### KURZE AUFGABE A
Beantworte anhand des Textauszugs diese Fragen:
(i) Wie lange waren die McKinsey-Berater bei der Migros?
(ii) Wie viele Stellen fehlen im Organigramm beim Migros-Hauptquartier in Zürich?
(iii) Was kostet ein McKinsey-Berater pro Tag?

### TEXTAUSZUG

····················

Während der letzten zehn Monate stattete einer der grössten und einflussreichsten Clans der Wirtschaftswelt der Migros einen Besuch ab: die McKinseys. Die Gäste nennen sich Berater und verstehen sich aufs Outsourcen, Straffen, Stellenstreichen. Wer sie einlädt, darf sich einer Sache sicher sein: Nach dem Besuch wird nichts mehr sein, wie es einmal war. In diesen Tagen reisen die McKinseys wieder ab. Und beim Migros-Hauptquartier in Zürich fehlen im Organigramm 200 Stellen.

Besuchen ist ihr Beruf

«Die Übung kostete die Migros sechs Millionen Franken», sagt ein Insider (Name der Redaktion bekannt). Für einen McKinsey-Berater muss man pro Tag zwischen vier- und fünftausend Franken hinlegen. Eine stolze Zahl, aber keine ernsthafte Hürde. Die McKinsey-Rechnung wird sich bereits vor nächster Weihnacht locker begleichen lassen. Alleine durch die eingesparten Personalkosten in zweistelliger Millionenhöhe.

····················

### GEGEBENE DATEN

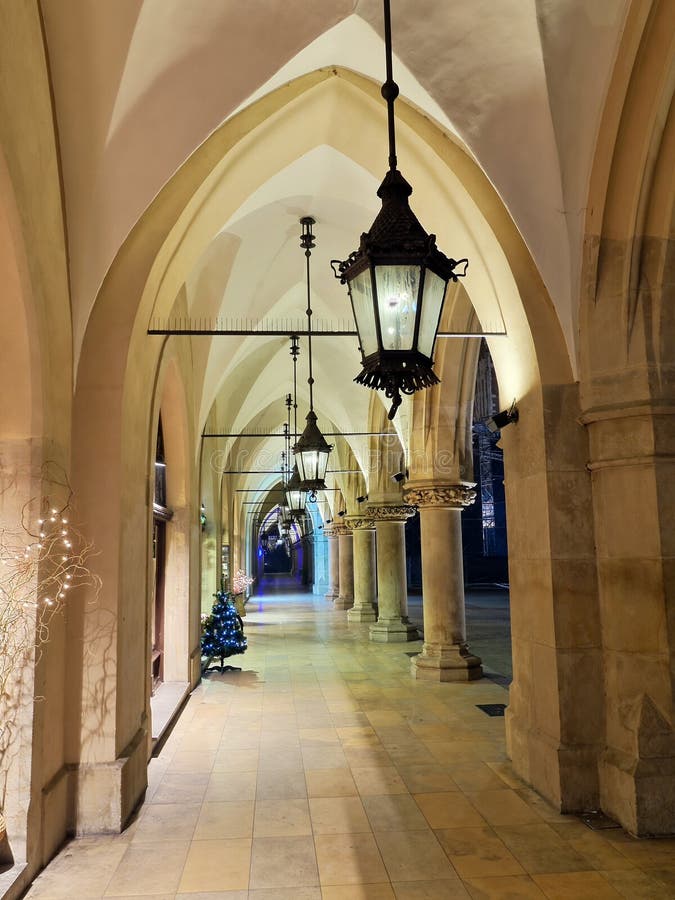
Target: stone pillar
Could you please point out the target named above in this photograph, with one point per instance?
(365, 574)
(445, 655)
(333, 564)
(345, 598)
(392, 621)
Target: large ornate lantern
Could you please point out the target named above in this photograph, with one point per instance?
(312, 449)
(397, 280)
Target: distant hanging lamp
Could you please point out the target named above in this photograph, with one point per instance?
(312, 449)
(397, 280)
(296, 494)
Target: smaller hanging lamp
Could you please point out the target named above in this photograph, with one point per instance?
(296, 494)
(312, 449)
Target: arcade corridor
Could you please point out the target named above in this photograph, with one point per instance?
(322, 771)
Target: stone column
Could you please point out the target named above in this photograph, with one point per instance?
(333, 564)
(365, 574)
(445, 655)
(392, 621)
(345, 598)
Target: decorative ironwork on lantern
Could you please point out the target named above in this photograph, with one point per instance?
(397, 280)
(295, 495)
(311, 449)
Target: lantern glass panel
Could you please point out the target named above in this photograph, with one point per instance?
(312, 465)
(296, 499)
(397, 290)
(432, 304)
(361, 290)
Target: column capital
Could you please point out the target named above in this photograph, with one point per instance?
(386, 513)
(340, 528)
(361, 523)
(453, 496)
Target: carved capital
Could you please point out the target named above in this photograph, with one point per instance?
(342, 528)
(390, 513)
(453, 496)
(360, 523)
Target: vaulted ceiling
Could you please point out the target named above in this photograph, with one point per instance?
(139, 85)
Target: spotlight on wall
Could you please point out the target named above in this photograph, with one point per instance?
(502, 419)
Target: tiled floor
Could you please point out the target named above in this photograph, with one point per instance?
(322, 771)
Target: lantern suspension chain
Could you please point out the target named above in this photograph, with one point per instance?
(389, 89)
(307, 243)
(295, 350)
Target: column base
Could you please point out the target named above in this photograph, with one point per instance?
(362, 614)
(449, 664)
(343, 603)
(392, 632)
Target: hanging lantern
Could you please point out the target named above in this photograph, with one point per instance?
(296, 497)
(397, 280)
(312, 449)
(311, 454)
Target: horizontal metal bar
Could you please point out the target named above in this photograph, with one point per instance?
(259, 434)
(277, 472)
(275, 490)
(275, 332)
(244, 332)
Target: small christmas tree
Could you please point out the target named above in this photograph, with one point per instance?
(222, 631)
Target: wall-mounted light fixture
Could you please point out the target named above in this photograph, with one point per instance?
(502, 419)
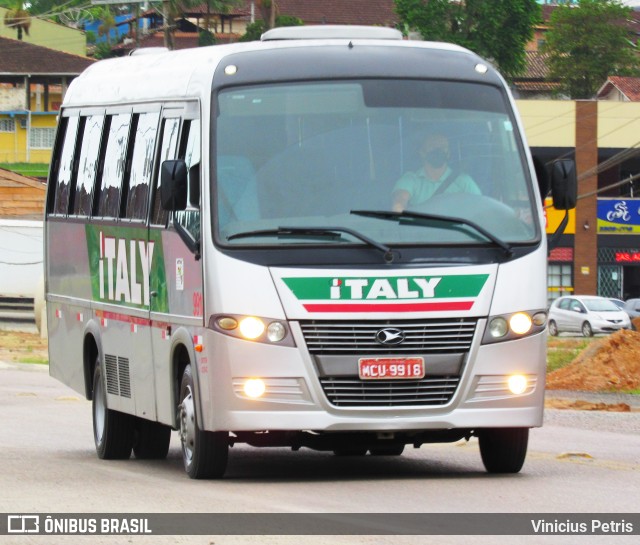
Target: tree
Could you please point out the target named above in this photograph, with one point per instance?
(17, 17)
(498, 30)
(108, 24)
(255, 30)
(586, 44)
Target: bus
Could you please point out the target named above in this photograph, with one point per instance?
(225, 255)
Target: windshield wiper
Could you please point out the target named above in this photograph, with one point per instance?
(399, 216)
(322, 232)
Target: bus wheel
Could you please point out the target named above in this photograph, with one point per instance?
(346, 451)
(204, 453)
(503, 450)
(388, 450)
(112, 430)
(151, 440)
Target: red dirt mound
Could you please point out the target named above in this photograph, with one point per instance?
(608, 364)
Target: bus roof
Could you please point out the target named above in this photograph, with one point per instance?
(185, 73)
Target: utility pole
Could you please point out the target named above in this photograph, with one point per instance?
(586, 237)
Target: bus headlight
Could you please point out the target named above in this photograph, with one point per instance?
(498, 327)
(253, 328)
(520, 323)
(276, 332)
(514, 326)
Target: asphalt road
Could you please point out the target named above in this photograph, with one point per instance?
(579, 462)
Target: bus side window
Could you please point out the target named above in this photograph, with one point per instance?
(190, 218)
(88, 166)
(108, 204)
(168, 150)
(64, 174)
(142, 166)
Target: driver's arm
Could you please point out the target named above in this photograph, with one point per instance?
(400, 200)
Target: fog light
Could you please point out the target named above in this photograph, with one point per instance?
(518, 384)
(276, 332)
(498, 327)
(540, 319)
(251, 328)
(227, 323)
(254, 387)
(520, 323)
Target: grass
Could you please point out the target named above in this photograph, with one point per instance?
(561, 352)
(37, 170)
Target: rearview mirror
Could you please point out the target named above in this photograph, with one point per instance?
(564, 184)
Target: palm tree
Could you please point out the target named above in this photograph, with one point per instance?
(108, 24)
(17, 17)
(268, 9)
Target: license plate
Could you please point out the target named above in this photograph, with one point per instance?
(390, 368)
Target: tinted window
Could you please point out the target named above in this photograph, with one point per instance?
(168, 149)
(114, 166)
(142, 166)
(87, 170)
(190, 218)
(65, 168)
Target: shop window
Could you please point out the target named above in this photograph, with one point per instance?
(559, 281)
(7, 125)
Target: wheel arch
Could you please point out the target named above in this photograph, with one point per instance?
(182, 354)
(91, 349)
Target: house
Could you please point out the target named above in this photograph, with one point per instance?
(21, 211)
(33, 81)
(21, 197)
(341, 12)
(48, 34)
(620, 89)
(534, 83)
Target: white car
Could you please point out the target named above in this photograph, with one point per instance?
(588, 314)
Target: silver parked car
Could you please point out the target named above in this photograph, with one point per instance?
(632, 308)
(588, 314)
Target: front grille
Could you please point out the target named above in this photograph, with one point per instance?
(353, 392)
(445, 336)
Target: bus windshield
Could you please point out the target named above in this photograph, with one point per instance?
(296, 161)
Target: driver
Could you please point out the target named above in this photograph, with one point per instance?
(433, 178)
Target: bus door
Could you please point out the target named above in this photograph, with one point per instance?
(176, 275)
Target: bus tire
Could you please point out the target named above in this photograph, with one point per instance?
(112, 430)
(151, 440)
(350, 451)
(503, 450)
(204, 453)
(387, 450)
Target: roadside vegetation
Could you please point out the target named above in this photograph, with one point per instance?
(35, 170)
(561, 351)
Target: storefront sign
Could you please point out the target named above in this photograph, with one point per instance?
(618, 216)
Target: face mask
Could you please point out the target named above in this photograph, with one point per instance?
(437, 158)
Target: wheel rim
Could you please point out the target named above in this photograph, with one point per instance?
(99, 411)
(187, 426)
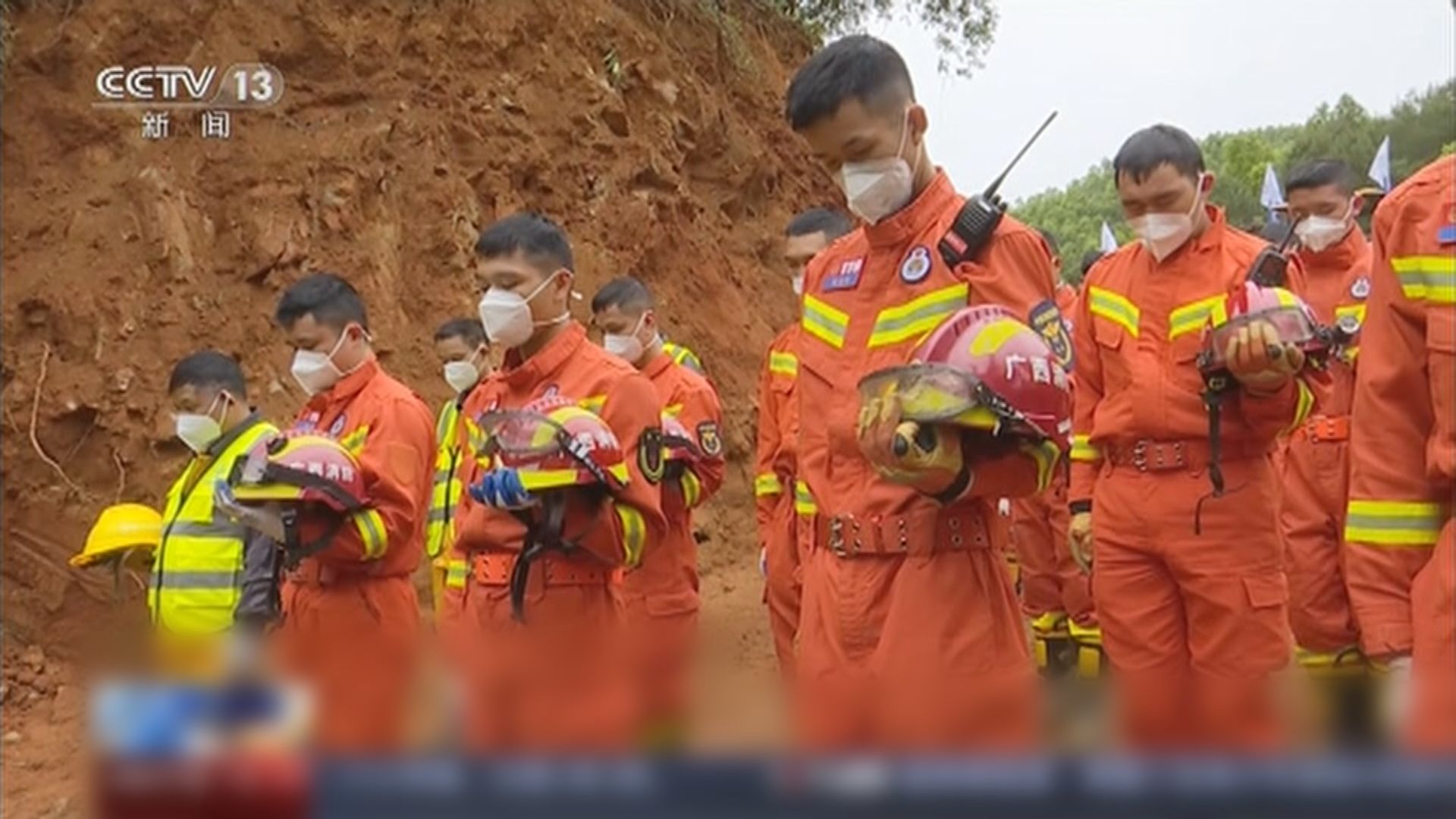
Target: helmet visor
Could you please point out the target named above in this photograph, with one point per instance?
(1291, 325)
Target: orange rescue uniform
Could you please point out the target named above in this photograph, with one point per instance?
(661, 594)
(558, 681)
(350, 614)
(1052, 585)
(909, 632)
(1401, 556)
(774, 494)
(1313, 471)
(1190, 588)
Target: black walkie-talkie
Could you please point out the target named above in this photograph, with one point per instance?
(1270, 268)
(982, 213)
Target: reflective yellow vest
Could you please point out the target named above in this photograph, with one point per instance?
(446, 490)
(200, 561)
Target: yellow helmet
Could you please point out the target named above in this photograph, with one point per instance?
(118, 531)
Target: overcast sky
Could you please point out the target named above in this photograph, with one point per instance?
(1114, 66)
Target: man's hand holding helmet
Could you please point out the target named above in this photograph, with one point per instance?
(1260, 360)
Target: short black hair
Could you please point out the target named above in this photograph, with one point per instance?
(210, 369)
(1323, 172)
(468, 330)
(328, 297)
(535, 237)
(1052, 242)
(855, 67)
(623, 293)
(829, 222)
(1156, 146)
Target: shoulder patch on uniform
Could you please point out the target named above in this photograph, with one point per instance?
(710, 441)
(916, 265)
(1046, 319)
(846, 278)
(650, 455)
(1360, 287)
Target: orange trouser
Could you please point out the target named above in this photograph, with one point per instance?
(783, 582)
(664, 635)
(1050, 579)
(558, 681)
(1312, 522)
(356, 643)
(1193, 624)
(921, 651)
(1433, 657)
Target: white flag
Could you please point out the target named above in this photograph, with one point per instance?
(1381, 167)
(1109, 240)
(1272, 197)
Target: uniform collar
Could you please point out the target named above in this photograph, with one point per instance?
(347, 387)
(231, 436)
(1341, 254)
(657, 365)
(546, 360)
(915, 218)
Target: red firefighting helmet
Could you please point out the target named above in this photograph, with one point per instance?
(300, 469)
(677, 444)
(983, 369)
(555, 445)
(1288, 314)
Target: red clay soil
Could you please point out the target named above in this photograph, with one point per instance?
(650, 129)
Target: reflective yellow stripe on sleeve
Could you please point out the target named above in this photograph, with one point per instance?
(918, 316)
(1394, 523)
(692, 488)
(1114, 308)
(783, 365)
(1084, 450)
(767, 484)
(1302, 406)
(802, 499)
(456, 572)
(1193, 316)
(372, 532)
(634, 532)
(1046, 453)
(1427, 279)
(824, 322)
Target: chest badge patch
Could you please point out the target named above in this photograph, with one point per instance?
(1046, 319)
(846, 278)
(916, 265)
(1360, 289)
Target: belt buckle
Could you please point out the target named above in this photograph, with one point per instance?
(836, 537)
(1141, 455)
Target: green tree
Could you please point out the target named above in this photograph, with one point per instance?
(963, 28)
(1421, 127)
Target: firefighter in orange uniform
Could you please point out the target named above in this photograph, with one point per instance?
(1056, 595)
(909, 630)
(351, 617)
(1315, 469)
(557, 678)
(663, 591)
(774, 483)
(1401, 556)
(1188, 582)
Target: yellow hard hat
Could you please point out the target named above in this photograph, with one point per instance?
(120, 529)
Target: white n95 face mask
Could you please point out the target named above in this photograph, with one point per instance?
(507, 315)
(878, 188)
(1165, 232)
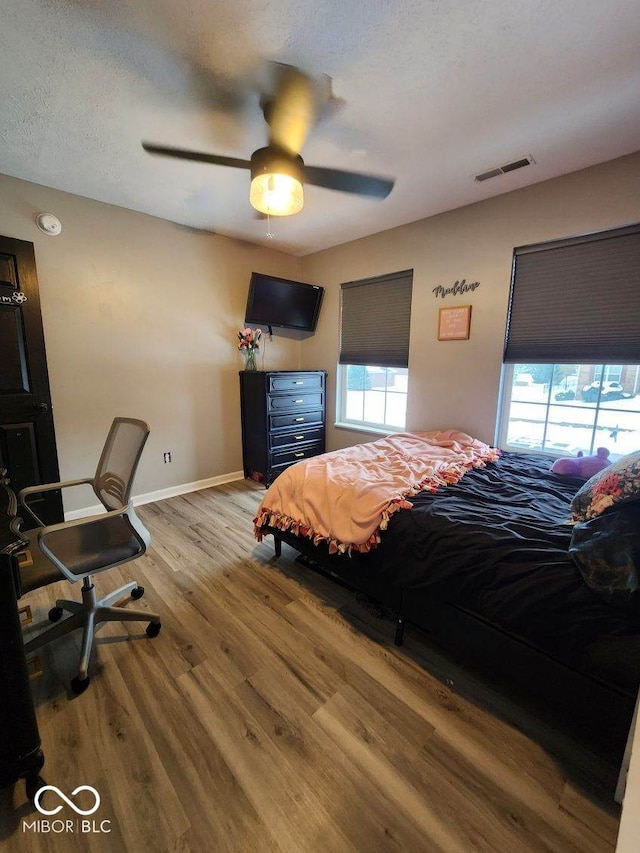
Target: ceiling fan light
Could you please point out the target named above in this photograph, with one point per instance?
(276, 194)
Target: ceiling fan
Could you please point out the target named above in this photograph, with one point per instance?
(278, 172)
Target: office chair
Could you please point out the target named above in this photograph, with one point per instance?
(81, 548)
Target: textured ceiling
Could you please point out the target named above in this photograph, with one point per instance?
(433, 92)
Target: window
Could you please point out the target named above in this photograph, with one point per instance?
(374, 396)
(564, 408)
(374, 352)
(574, 312)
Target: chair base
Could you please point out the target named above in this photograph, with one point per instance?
(88, 615)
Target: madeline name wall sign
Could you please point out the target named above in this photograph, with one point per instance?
(456, 289)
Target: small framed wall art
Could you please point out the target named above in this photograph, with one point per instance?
(454, 324)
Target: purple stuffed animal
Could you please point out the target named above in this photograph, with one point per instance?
(582, 466)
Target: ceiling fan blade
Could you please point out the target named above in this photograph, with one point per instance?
(291, 112)
(348, 182)
(197, 156)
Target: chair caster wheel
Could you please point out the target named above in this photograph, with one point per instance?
(153, 629)
(79, 685)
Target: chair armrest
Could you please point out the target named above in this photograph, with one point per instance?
(47, 487)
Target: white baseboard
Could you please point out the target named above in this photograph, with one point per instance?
(162, 494)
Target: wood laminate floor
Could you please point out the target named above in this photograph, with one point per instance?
(273, 713)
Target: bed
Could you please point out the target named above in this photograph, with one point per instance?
(485, 558)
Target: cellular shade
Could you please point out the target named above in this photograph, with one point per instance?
(576, 300)
(375, 320)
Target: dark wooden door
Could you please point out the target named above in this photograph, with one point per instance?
(27, 437)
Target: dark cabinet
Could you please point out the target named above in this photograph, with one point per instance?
(283, 419)
(20, 754)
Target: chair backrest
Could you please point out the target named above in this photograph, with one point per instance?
(119, 461)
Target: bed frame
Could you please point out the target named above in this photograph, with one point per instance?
(590, 710)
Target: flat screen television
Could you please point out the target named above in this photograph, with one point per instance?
(280, 302)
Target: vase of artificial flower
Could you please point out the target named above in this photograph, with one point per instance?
(249, 344)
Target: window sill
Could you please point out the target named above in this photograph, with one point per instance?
(367, 428)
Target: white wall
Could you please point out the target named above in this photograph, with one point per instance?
(140, 319)
(455, 383)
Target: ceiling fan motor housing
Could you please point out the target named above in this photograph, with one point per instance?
(275, 160)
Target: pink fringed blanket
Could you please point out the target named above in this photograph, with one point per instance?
(346, 497)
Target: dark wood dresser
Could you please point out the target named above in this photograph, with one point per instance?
(283, 419)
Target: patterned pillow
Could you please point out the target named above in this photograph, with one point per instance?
(619, 483)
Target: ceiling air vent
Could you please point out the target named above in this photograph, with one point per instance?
(508, 167)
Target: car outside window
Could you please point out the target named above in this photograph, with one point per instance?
(564, 408)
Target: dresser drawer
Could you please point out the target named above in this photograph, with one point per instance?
(296, 420)
(286, 402)
(296, 382)
(282, 439)
(295, 454)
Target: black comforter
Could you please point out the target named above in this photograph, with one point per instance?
(496, 543)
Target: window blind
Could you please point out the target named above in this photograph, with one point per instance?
(374, 320)
(576, 300)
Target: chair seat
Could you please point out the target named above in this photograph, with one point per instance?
(86, 549)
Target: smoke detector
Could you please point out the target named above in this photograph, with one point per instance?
(49, 224)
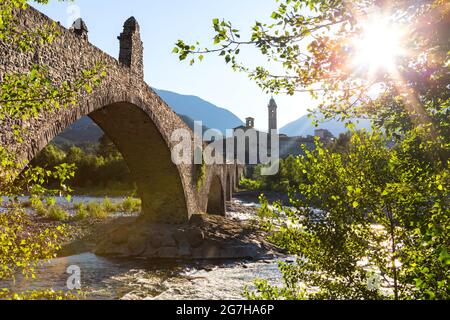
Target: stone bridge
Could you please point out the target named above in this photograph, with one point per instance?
(136, 119)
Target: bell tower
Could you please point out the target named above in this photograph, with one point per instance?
(272, 115)
(131, 47)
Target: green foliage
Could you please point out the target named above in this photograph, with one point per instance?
(23, 244)
(57, 213)
(109, 206)
(96, 211)
(372, 208)
(23, 97)
(81, 213)
(373, 201)
(249, 184)
(131, 205)
(96, 168)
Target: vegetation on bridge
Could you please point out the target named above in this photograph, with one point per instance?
(376, 211)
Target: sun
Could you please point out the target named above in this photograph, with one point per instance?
(378, 46)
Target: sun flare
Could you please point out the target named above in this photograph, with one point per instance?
(378, 47)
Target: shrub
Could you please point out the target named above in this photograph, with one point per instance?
(39, 208)
(81, 213)
(108, 206)
(57, 213)
(131, 205)
(252, 185)
(78, 205)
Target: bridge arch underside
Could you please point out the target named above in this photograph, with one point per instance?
(145, 151)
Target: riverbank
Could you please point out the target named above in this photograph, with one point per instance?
(204, 237)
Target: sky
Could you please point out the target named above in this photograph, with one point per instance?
(162, 24)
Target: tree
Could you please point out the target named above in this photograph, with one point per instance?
(23, 97)
(387, 61)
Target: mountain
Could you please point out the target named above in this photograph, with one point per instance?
(198, 109)
(304, 126)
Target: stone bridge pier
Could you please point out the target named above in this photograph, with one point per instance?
(136, 119)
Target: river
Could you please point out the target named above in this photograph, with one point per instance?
(104, 278)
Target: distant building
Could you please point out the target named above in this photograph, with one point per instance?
(287, 145)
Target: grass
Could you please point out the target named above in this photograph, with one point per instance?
(81, 213)
(50, 210)
(57, 213)
(96, 211)
(108, 206)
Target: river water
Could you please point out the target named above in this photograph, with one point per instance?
(104, 278)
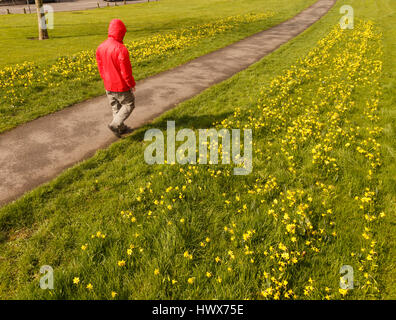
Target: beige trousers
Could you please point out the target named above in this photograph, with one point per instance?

····················

### KURZE AUFGABE B
Filtere die Zeilen oben und gib jede unverändert wieder, die die Zeichenfolge „sign“ enthält.

### ANTWORT A
(i) Zehn Monate.
(ii) 200 Stellen.
(iii) Zwischen vier- und fünftausend Franken.

### ANTWORT B
Target: storefront sign
Target: madeline name wall sign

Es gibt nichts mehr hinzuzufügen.